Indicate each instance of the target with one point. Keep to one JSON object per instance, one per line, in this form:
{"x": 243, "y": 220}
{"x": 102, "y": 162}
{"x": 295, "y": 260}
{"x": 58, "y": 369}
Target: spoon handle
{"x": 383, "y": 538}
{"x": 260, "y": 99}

--- --- ---

- **Activity**:
Your task is to quote all of the data word for word.

- **Task result**:
Indicate each instance of the target with one point. Keep to one JSON object per instance, one per line, in this form:
{"x": 243, "y": 220}
{"x": 102, "y": 162}
{"x": 295, "y": 260}
{"x": 58, "y": 369}
Target: spoon handle
{"x": 383, "y": 538}
{"x": 260, "y": 99}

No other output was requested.